**Exercise:** Extract the full listing verbatim and drop any pictures from your copy.

Begin Supplied information

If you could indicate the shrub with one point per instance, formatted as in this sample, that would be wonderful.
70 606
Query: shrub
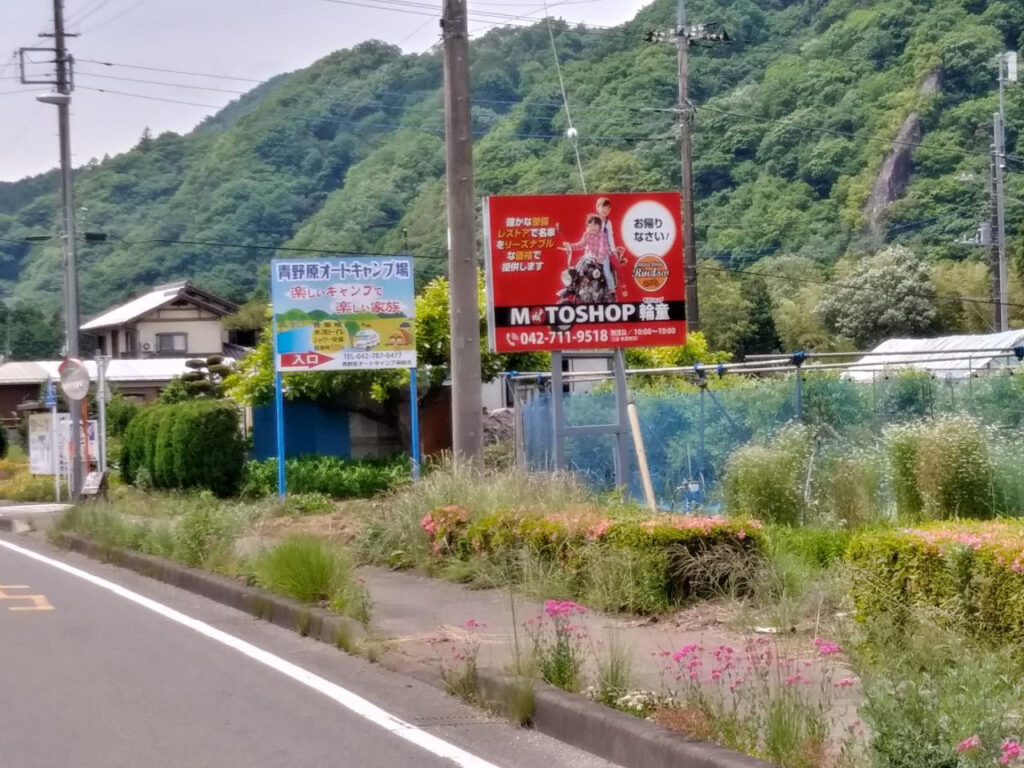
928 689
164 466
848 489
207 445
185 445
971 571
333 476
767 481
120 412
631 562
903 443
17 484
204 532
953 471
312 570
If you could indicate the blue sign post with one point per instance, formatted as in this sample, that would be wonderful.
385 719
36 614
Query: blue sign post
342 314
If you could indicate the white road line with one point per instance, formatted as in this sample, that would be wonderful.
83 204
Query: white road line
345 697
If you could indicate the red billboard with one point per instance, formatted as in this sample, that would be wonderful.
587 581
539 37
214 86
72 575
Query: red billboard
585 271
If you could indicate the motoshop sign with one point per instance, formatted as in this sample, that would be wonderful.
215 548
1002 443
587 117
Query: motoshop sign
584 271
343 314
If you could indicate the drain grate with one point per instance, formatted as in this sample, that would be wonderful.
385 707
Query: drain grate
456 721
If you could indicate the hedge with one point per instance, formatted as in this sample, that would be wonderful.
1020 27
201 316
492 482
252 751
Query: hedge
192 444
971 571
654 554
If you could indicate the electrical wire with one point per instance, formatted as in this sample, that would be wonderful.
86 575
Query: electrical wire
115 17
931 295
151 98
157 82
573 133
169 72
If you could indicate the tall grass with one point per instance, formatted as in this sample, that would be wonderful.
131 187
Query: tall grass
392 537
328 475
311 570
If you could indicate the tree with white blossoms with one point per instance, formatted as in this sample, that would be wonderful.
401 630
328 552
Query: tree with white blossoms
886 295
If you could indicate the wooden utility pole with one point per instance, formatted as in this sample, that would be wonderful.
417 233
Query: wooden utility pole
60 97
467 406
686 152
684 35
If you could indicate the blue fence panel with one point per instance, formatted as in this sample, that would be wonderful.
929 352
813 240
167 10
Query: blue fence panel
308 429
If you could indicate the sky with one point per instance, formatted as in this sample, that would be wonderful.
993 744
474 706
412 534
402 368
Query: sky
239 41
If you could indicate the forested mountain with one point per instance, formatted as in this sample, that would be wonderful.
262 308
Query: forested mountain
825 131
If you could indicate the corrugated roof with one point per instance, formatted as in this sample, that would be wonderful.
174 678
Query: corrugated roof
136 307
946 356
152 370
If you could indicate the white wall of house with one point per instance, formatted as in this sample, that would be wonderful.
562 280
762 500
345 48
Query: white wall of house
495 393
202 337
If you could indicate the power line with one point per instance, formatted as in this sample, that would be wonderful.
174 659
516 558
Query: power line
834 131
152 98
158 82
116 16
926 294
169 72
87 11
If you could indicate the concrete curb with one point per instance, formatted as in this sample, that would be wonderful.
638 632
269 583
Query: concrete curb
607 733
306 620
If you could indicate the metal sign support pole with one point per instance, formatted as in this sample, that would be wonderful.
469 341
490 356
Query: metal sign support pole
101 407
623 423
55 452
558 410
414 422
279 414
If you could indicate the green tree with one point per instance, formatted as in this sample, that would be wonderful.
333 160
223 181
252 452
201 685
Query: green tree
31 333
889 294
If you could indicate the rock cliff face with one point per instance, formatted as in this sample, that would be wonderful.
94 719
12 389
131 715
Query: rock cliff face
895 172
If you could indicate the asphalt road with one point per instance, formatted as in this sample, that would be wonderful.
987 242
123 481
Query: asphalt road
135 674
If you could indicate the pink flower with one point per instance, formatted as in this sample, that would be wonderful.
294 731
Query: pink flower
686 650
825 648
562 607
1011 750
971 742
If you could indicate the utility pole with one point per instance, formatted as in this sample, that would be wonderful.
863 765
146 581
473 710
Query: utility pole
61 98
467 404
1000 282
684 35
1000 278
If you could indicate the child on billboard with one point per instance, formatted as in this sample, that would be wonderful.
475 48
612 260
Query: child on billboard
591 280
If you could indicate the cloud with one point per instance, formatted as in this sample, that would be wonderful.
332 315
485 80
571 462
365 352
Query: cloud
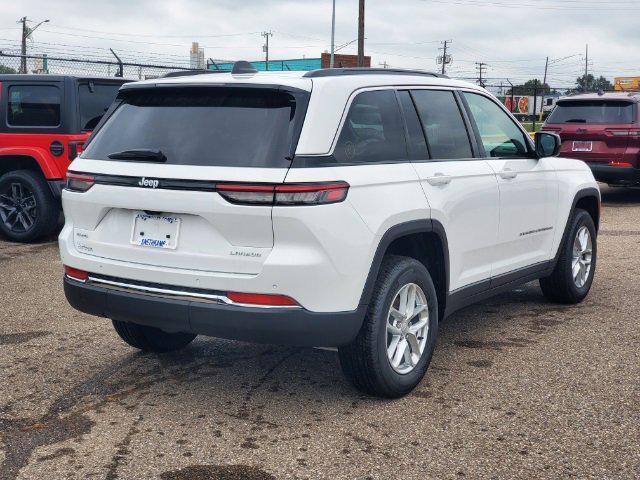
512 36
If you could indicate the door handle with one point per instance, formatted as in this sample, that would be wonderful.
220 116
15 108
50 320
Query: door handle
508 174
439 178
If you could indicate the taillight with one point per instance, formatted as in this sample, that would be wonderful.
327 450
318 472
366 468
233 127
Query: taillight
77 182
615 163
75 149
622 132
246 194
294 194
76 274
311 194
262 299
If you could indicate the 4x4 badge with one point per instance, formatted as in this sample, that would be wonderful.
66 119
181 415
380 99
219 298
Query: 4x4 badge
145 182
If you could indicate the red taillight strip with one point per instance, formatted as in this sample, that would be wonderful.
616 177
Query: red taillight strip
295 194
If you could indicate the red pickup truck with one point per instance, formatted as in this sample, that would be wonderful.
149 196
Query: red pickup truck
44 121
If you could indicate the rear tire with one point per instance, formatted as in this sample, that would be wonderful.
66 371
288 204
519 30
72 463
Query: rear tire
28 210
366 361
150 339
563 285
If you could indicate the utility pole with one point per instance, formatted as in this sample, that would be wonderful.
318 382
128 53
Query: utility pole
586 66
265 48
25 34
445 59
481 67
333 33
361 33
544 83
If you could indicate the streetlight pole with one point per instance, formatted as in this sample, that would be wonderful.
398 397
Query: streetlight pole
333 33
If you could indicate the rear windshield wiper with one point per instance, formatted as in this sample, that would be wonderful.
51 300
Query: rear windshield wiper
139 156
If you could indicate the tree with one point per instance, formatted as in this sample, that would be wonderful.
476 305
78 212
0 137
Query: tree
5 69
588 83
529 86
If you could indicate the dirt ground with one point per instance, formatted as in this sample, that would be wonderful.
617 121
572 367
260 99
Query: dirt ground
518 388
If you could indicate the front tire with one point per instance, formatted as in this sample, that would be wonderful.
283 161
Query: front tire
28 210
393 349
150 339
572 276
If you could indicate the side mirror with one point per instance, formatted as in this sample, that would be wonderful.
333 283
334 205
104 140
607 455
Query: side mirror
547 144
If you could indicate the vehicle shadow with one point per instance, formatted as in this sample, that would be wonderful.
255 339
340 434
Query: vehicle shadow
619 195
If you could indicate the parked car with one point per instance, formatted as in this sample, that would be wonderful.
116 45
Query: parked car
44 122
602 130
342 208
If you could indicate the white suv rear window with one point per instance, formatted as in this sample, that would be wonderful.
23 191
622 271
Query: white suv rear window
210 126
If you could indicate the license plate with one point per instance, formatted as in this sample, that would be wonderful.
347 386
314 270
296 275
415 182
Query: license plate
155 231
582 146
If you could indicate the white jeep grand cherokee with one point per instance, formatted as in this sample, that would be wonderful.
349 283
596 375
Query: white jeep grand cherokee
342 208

End Supplied information

**The reply:**
If you could indicate the shrub with one point per instance, formatted as in this sample, that would be wonderful.
70 606
Query: shrub
928 689
164 466
848 489
207 445
185 445
971 571
333 476
767 481
120 412
631 562
903 443
17 484
204 532
953 471
312 570
If you could indicate the blue sign post with one point per instance, formatted as in this sample, that would be wonderful.
385 719
36 614
Query: blue sign post
342 314
If you could indicate the white road line with one point per instance, formatted as in this sample, that would be wonderful.
83 204
Query: white road line
345 697
If you could indicate the red billboard with one point per instance, formatted as in this sample, that would be wonderful.
587 581
539 37
214 86
72 575
Query: red billboard
585 271
If you could indicate the motoshop sign with one point per instance, formatted as in this sample, that would be wonderful.
215 548
1002 443
587 117
Query: motoshop sign
584 271
343 314
If you could indicate the drain grate with one point per instance, formatted as in this sample, that would be wonderful.
385 707
Query: drain grate
456 721
If you could indicate the hedge with one point per instance, formatted as in this sample, that would be wonderful.
1020 27
201 316
492 482
252 751
Query: hedge
192 444
971 571
654 554
If you could indicate the electrical wire with one point per instance, formatted as in this sample, that would be wonderful.
86 575
Query: electrical wire
115 17
931 295
151 98
157 82
573 133
169 72
If you could indicate the tall grass with one point per instance, formatted as in this sample, that would be wonderful.
131 187
Query: tall grass
392 537
328 475
311 570
If you could indicate the tree with white blossoms with one point per instance, formatted as in this sample, that would be wonderful.
401 630
328 552
Query: tree with white blossoms
886 295
If you could indicate the wooden utility pole with one point per instance, formatted as in this sample, that would be wonderful.
417 233
Query: wooden utility pole
60 97
467 406
686 152
684 35
If you could indicate the blue fence panel with one point per instance, formatted as in this sample, that would be wonderful.
929 352
813 240
167 10
Query: blue fence panel
308 429
If you could indicate the sky with one point per instance, formatted as in this sample, that would be wonderful.
993 744
474 706
412 534
402 368
Query: sky
239 41
If you could indicate the forested mountain with one point per instance, formatted as in this sample, that would be wonderful.
262 308
Query: forested mountain
825 131
If you could indicate the corrugated roof with one point per instance, formatted as in this sample, that would be wonderful.
174 678
Query: corrugated roof
136 307
946 356
152 370
If you could indicate the white wall of house with one point per instance, formatted as in this sample, that would be wonderful.
562 280
762 500
345 48
Query: white wall of house
495 393
202 337
If you could indicate the power line with one point per instance, formatted as in this sample, that would be wonderful.
174 659
516 558
Query: power line
834 131
152 98
158 82
116 16
926 294
169 72
87 11
If you could indicate the concrete curb with one point per instance, formatted as in this sample, that would be wonderful.
638 632
269 583
Query: concrete curb
607 733
306 620
If you could indicate the metal sign support pole with one point per instance, formatted as in this sample, that would be wonderful.
469 341
490 356
Query: metal sign support pole
101 407
623 423
55 452
558 410
414 422
279 414
If you could indicate the green tree with one point per instance, formatted as in this sample, that would be wonderful.
333 160
223 181
252 452
201 685
Query: green tree
31 333
889 294
If you could indicate the rock cliff face with one point per instance, formatted as in this sample, that would be wonderful.
94 719
12 389
131 715
Query: rock cliff face
895 172
If you could indicate the asphalt road with one point per instance, formatted as in this sample, that would be wonderful.
987 242
123 481
Query: asphalt road
135 674
If you could indicate the pink flower with one point per instance, formatted as in this sample, that would be wonderful.
294 731
Query: pink flower
686 650
825 648
562 607
1011 750
971 742
If you could indicate the utility pole with one point per instance, formatted as in this sample, that would be wonderful.
863 765
146 581
473 710
Query: utility pole
61 98
467 404
1000 282
684 35
1000 278
If you could indicate the child on billboard with one point per instance, formatted as in this sample, that would be wonderful.
475 48
612 260
Query: child on billboard
591 280
If you could indicate the cloud with one point per instance, formatted as in this sample, that would be wonderful.
332 315
485 80
571 462
365 352
Query: cloud
512 36
If you could indicate the door handle with one point per instance, formatted as in this sample, that would be wonderful.
220 116
15 108
50 320
Query: door handle
508 174
439 178
If you could indicate the taillight with one point per instance, formatted as in this sample, that would be wonderful.
327 450
318 472
366 468
233 127
Query: taillight
77 182
615 163
75 149
622 132
246 194
294 194
76 274
311 194
262 299
If you could indicate the 4x4 badge with one point per instance, formatted as in this sample, that would be wonderful.
66 119
181 415
380 99
219 298
Query: 4x4 badge
145 182
If you could indicate the red taillight strip with one point per instance, formatted as in this sample, that would be wonderful.
616 177
Query: red taillight strip
295 194
If you could indicate the red pickup truck with one point per instance, formatted as in this sample, that would be wonderful.
149 196
Query: red pickup truck
44 121
If you could indicate the rear tire with one point per instance, formatted as in this sample, that would be wonderful.
66 371
288 204
519 30
72 463
Query: rear tire
28 210
366 361
150 339
563 285
If you could indicate the utility pole with one point per instance, formatted as in this sample, that would be wonderful.
318 382
128 53
Query: utility pole
586 66
265 48
25 34
445 59
481 67
333 33
361 33
544 83
If you could indicate the streetlight pole with one point per instance, formatted as in this sample, that would be wonderful.
398 397
Query: streetlight pole
333 33
If you could indicate the rear windshield wiper with one point per instance, formatted as in this sample, that would be wonderful.
51 300
Query: rear windshield wiper
139 156
If you could indicate the tree with one point per instance, formatted as in this sample, that would be wonderful.
476 305
78 212
0 137
Query: tree
5 69
588 83
529 86
If you could indicate the dirt ground with one point per instance, formatted as in this sample, that would be wonderful.
617 121
572 367
260 99
Query: dirt ground
518 388
If you could indicate the front tire with one point per instance, formatted as in this sample, that would be wonderful.
283 161
Query: front tire
28 210
393 349
150 339
572 276
If you could indicate the side mirror with one point per instance, formatted as in this sample, that would be wonderful.
333 283
334 205
104 140
607 455
Query: side mirror
547 144
If you could indicate the vehicle shadow with one point per instance, formatted as in this sample, that would be wonderful.
255 339
340 434
Query: vehicle shadow
619 195
If you could indicate the parked car with one point per instance, formatted as in this sample, that would be wonderful.
116 45
Query: parked car
44 122
602 130
342 208
If you could indicate the white suv rear window with one point per instance, formatted as in this sample, that would be wonderful.
23 191
622 271
Query: white suv rear window
210 126
If you could indicate the license plate with one point per instance, formatted as in this sample, that would be wonderful.
347 386
314 270
296 275
415 182
Query: license plate
155 231
582 146
If you could indicate the white jeep grand cherokee with one point per instance, formatted as in this sample, that would be wonderful.
349 283
596 375
Query: white jeep grand cherokee
342 208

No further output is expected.